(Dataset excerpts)
++++++++
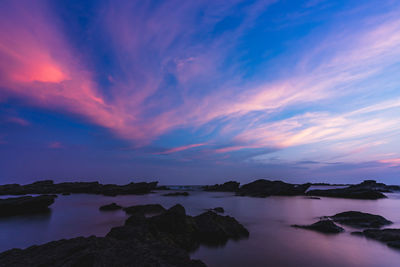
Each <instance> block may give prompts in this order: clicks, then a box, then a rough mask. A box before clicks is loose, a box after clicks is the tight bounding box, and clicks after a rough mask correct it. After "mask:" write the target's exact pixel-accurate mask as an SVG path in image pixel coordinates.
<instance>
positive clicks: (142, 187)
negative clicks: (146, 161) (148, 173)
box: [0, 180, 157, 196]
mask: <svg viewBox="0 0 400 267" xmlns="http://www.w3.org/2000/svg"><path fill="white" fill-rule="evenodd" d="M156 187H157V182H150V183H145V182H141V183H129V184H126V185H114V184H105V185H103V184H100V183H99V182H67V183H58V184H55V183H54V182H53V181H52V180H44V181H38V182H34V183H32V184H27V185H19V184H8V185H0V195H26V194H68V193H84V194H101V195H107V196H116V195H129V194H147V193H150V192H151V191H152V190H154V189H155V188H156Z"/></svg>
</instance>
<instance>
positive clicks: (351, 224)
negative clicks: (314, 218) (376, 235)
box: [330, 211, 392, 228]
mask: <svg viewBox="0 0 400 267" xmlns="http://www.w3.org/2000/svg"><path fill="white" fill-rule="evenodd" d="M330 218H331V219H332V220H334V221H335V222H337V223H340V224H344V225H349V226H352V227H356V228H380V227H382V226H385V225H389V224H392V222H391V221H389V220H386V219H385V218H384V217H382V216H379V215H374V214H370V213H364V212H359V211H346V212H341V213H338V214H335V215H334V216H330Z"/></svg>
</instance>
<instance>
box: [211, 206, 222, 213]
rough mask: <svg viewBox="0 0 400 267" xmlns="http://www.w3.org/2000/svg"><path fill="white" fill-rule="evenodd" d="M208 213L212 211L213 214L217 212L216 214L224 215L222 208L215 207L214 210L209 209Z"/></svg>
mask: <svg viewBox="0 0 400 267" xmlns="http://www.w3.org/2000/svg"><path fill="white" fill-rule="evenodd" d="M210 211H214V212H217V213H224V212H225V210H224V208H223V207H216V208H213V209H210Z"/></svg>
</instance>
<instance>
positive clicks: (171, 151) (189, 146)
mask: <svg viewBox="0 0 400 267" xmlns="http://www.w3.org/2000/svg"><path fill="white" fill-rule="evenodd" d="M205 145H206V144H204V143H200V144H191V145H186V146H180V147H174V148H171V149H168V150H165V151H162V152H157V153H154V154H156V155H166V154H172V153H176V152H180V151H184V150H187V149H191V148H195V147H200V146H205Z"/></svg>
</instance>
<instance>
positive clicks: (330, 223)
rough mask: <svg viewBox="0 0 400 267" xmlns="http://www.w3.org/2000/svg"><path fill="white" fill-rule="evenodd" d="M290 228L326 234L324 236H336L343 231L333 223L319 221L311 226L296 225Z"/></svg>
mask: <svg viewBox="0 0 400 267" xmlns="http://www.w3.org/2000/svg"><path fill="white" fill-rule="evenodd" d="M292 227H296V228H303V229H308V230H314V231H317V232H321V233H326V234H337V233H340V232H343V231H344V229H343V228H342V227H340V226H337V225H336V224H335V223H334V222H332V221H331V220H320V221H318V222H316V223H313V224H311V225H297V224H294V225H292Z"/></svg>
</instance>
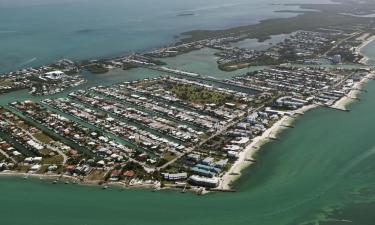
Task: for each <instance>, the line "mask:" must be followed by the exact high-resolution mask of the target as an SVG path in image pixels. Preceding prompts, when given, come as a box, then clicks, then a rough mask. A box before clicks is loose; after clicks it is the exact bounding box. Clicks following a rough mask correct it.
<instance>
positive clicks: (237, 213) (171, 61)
++++++++
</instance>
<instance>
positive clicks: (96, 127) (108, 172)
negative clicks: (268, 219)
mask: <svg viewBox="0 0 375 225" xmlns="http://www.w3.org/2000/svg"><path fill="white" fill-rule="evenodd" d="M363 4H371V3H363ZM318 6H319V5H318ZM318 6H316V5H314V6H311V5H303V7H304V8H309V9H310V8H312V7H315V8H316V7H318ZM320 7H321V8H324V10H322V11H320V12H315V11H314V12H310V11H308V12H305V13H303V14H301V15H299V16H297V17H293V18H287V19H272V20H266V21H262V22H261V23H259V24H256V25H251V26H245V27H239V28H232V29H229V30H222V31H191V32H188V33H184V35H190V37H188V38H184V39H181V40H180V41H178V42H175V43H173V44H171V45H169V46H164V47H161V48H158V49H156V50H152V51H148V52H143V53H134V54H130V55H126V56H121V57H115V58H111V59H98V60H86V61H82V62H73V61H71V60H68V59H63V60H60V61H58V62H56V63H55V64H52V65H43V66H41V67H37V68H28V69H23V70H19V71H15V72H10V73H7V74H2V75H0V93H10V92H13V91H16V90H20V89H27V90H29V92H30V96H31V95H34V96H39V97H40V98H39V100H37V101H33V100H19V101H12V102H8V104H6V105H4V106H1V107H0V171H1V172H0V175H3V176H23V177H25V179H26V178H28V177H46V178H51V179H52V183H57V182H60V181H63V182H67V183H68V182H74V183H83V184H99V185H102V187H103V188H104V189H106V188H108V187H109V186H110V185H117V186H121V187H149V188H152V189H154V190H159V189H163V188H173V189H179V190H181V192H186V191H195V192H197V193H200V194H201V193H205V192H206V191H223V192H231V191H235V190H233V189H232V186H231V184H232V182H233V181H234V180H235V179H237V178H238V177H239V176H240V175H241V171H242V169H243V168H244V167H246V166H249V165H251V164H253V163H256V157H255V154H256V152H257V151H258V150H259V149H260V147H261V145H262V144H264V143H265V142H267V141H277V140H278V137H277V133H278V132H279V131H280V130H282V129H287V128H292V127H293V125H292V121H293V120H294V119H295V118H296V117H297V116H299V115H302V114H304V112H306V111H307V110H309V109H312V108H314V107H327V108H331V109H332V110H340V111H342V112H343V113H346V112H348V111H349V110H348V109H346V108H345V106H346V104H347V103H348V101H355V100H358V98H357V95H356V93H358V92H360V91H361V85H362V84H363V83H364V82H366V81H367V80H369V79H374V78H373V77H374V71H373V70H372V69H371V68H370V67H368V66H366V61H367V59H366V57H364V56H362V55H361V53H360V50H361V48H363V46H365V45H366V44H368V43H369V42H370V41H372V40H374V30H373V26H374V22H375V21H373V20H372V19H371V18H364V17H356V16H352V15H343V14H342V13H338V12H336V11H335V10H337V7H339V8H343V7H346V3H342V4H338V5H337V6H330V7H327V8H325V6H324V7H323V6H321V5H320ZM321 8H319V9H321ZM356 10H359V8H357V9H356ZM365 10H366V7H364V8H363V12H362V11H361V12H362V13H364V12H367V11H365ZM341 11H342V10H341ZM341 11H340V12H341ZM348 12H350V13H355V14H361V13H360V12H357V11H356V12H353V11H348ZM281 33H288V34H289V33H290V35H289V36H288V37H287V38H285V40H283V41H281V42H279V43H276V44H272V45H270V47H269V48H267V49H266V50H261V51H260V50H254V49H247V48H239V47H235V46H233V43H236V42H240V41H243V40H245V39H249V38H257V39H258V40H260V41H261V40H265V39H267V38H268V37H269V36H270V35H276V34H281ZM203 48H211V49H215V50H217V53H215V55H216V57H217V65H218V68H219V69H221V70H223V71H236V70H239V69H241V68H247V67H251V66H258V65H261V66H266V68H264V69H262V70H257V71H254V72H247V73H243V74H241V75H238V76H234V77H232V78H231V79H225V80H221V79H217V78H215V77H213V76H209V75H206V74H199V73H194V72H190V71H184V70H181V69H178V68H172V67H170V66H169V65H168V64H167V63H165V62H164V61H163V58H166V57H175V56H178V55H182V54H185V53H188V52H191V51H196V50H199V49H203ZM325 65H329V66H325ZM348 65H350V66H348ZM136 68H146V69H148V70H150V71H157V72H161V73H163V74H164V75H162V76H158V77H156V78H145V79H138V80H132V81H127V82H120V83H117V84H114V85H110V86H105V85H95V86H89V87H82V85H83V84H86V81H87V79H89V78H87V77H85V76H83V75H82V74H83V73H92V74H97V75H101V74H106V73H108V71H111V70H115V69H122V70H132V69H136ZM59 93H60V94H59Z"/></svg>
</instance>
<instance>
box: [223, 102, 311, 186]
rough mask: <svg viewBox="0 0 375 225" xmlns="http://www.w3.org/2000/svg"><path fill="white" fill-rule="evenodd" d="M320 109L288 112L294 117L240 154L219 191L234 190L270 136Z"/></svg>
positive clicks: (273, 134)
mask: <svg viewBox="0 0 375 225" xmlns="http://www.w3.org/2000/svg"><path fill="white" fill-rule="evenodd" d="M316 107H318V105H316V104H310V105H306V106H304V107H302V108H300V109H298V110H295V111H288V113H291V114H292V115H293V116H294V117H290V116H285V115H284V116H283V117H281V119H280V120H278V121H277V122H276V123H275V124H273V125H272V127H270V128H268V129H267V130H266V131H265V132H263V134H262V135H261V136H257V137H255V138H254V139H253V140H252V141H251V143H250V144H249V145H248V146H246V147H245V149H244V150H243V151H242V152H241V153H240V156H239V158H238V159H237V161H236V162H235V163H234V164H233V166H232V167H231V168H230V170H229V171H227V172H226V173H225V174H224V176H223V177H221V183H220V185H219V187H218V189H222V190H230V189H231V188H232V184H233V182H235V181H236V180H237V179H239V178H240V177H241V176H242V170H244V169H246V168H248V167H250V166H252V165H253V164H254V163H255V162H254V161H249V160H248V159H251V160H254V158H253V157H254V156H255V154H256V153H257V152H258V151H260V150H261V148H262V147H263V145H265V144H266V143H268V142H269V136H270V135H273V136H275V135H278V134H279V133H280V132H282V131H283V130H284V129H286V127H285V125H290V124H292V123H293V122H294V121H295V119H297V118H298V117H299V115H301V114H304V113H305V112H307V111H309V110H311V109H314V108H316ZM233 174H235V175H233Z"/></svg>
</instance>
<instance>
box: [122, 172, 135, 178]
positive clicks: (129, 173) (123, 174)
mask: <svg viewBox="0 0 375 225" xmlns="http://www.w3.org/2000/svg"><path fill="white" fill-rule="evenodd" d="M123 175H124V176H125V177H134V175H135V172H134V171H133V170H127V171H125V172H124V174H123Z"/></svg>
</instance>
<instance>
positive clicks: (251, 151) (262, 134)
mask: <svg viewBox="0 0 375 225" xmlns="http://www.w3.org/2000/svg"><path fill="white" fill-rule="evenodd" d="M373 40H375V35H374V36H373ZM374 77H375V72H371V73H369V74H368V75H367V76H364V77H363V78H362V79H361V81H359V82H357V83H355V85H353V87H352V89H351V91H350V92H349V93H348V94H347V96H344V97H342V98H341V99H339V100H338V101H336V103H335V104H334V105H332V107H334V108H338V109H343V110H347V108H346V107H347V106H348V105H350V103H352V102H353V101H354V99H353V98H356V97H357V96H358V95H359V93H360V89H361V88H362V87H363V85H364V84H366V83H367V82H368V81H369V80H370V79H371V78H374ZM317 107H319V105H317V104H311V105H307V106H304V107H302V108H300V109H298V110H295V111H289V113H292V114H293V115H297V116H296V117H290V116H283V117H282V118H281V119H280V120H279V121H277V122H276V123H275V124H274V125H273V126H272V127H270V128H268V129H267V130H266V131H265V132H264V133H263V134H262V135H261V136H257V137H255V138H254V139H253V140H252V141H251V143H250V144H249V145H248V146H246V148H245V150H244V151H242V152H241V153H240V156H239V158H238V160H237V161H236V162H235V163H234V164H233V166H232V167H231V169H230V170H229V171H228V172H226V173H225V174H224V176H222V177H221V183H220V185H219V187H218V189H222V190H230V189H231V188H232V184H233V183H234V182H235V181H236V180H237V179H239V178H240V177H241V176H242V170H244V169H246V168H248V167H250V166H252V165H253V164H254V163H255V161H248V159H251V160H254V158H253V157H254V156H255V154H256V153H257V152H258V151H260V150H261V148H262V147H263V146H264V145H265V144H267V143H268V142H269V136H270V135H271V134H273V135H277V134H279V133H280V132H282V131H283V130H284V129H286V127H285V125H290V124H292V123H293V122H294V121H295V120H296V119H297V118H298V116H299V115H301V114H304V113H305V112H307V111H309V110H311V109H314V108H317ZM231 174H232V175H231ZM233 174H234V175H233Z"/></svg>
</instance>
++++++++
Task details
What is the number of lines in the entries above that contain the string "prompts"? Reply with the number and nothing more.

Final answer
2